Given passage.
--- --- ---
I wouldn't want metal wheels though, ones I had seemed to pickup up more dirt & grime.


----------



## pmcgurin (Sep 7, 2010)

I have at least a couple of hundred freight cars, and many are Micro Trains cars. On most of the rest I have used Micro Trains trucks. I changed a lot of the freight cars to Kato couplers, an early design of Kato, because they work and are cheap.

I have some Atlas lighted passenger cars, probably from the 60s or 70s. Replacing the truck might require a change or loss of the pickup, so I used Kato couplers on these to keep the same truck with its power pickup.


----------



## Wooky_Choo_Bacca (Nov 13, 2020)

When I started out on my railroad I got the Kato Silver Streak Zephyr, it has metal wheels for the light kits I added to the cars. Then I went on a quest of freighters, box cars and fuel tankers with a set of 4 covered hoppers with the logo of a company I used to work for (never expected THAT). Some of these had Rapido couplers and others wouldn't roll far for whatever reason, I found an ebay vendor who sold M/T trucks with knuckles. I figure that unless I'm going to be lighting a car plastic wheels will do fine, I know others like the sounds of metal wheels on metal track better


----------



## Mixed Freight (Aug 31, 2019)

8 year-old+ thread............ but still timeless.

When you see a prototypical 4-engine lashup pulling a string of of 70~80 or 100 freight cars around an N-Trak modular layout, the freight cars all have one thing in common............. MTL trucks & couplers.

The only drawback to the plastic MTL wheels is that they do tend to pick up crud faster than metal wheels. Outside of that, you can take any old N-scale car (there have been some very nice ones made over the years that are no longer available new), properly weight them, put MTL trucks and couplers on them, and you have a super-nice car to add to your rolling stock that is every bit as good as a brand new MTL car. Probably around 25% (or more) of my N-scale rolling stock is made up of such cars.

Paul.


----------



## Wooky_Choo_Bacca (Nov 13, 2020)

OOPS I did it agin LOL, didn't check da date, oh well it happens


----------



## traction fan (Oct 5, 2014)

Brakeman Jake said:


> Most of my rolling stock are used items (from Ebay),mostly Rivarossi Heavyweights and a bunch of cattle cars of different brands that are all equipped with Rapido couplers.I've tried replacing the couplers on one of them and it's a real pain with my 61 year old eyesight.And since some trucks do show some wear,I'm thinking of replacing them all with pre-assembled M/T trucks.
> 
> Are these worth it? Can I expect trouble free operation with these trucks? I visited Micro-Trains website and I've found what may be a flaw...all the trucks shown have black wheels. Are these plastic or blackened metal wheels? Nowhere on the site I could find this info. If I buy these, do I need to buy separate axle sets to have metal wheels? And even with their separate axle sets, they don't say if they're metal or plastic.
> 
> Their product may be very good but their info is lacking.
--- --- ---
Point labeling examples:

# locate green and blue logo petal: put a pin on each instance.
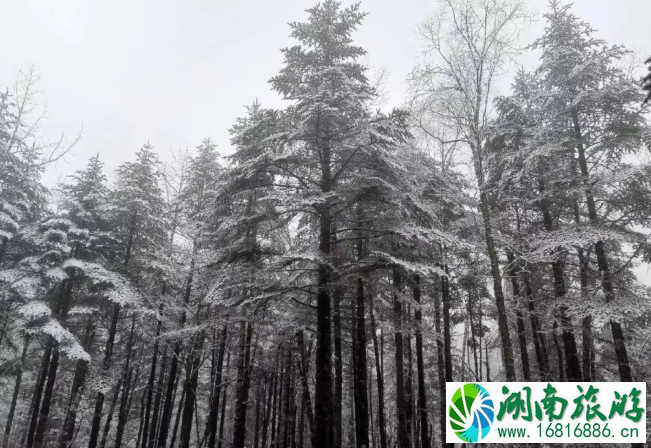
(471, 413)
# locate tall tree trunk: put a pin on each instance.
(128, 373)
(99, 400)
(559, 352)
(81, 371)
(192, 364)
(61, 311)
(403, 432)
(440, 358)
(619, 341)
(177, 420)
(259, 397)
(169, 395)
(223, 410)
(214, 407)
(338, 362)
(323, 400)
(361, 384)
(502, 320)
(109, 416)
(536, 331)
(573, 364)
(380, 380)
(277, 390)
(410, 404)
(14, 398)
(447, 337)
(522, 332)
(271, 393)
(152, 378)
(422, 394)
(44, 412)
(155, 417)
(307, 401)
(243, 384)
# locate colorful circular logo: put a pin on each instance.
(471, 413)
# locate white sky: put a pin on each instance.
(175, 71)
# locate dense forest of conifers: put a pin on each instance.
(318, 286)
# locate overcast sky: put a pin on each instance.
(175, 71)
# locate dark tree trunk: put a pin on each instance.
(155, 417)
(216, 395)
(287, 396)
(109, 416)
(61, 312)
(271, 385)
(559, 352)
(277, 433)
(380, 381)
(14, 398)
(441, 361)
(573, 364)
(150, 383)
(502, 320)
(403, 431)
(323, 400)
(361, 383)
(192, 364)
(128, 372)
(99, 400)
(168, 404)
(410, 404)
(276, 388)
(619, 341)
(223, 410)
(179, 412)
(243, 385)
(44, 412)
(447, 337)
(422, 393)
(307, 400)
(536, 331)
(338, 361)
(522, 332)
(123, 412)
(81, 371)
(259, 397)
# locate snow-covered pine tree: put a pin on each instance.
(595, 107)
(138, 223)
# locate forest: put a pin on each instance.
(317, 286)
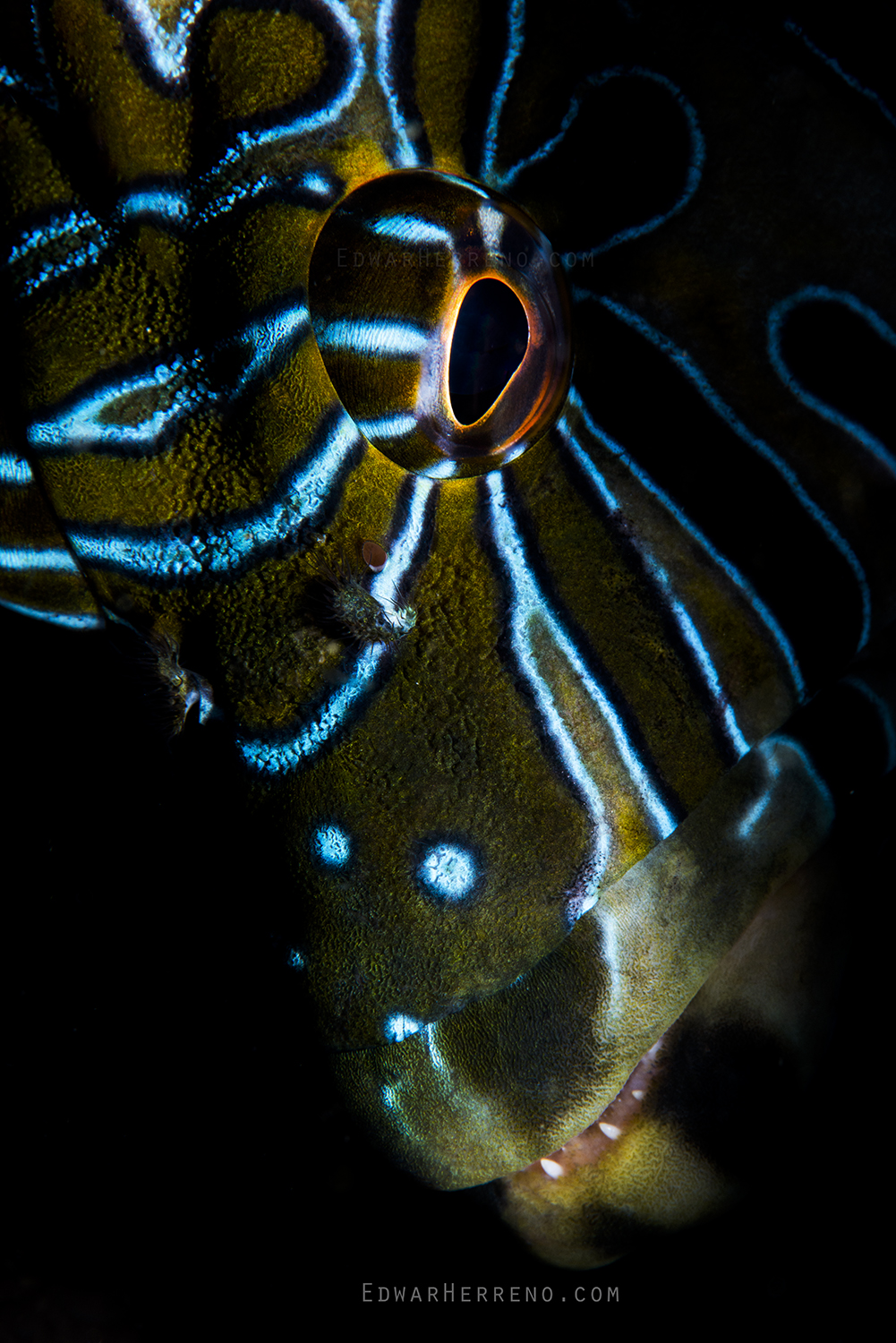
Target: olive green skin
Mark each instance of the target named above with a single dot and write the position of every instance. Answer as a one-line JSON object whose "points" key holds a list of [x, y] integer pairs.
{"points": [[452, 744]]}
--- --- ---
Tasks and exercises.
a - Repeat the part of the model train thread that opens with the words containing "8 year-old+ thread............" and closes with "trucks & couplers.".
b - Carry on the forum thread about N-scale trucks and couplers from its last sentence.
The records aren't needed for this.

Answers to the exercises.
a -
8 year-old+ thread............ but still timeless.

When you see a prototypical 4-engine lashup pulling a string of of 70~80 or 100 freight cars around an N-Trak modular layout, the freight cars all have one thing in common............. MTL trucks & couplers.

b -
Brakeman Jake;

Micro-Trains trucks are well-made, nicely detailed, and very free-rolling. While there's no such thing as truly trouble free operation on any model railroad, they are very good trucks, and work quite well. They do come with plastic wheels in them. Perfectly round, free-rolling, and properly-gauged, plastic wheels, but plastic none the less.
Micro-Trains does make replacement wheelsets in both plastic and metal. The new metal M-T wheelsets have metal wheels on a plastic axle. Other brands of after-market metal wheelsets , like Intermountain, and Fox Valley Models, have metal wheels on metal axles. The axles of the Micro-Trains metal wheelsets are designed to fit M-T truck frames naturally. So are some of the others, but there are slightly different axle lengths available in order to fit various brands of trucks. The package lists the brands of trucks that the wheelsets are designed to fit. The difference in axle lengths is tiny, a few hundredths of an inch. I've been able to gently pinch together, or spread the truck frames to fit the "wrong" axles.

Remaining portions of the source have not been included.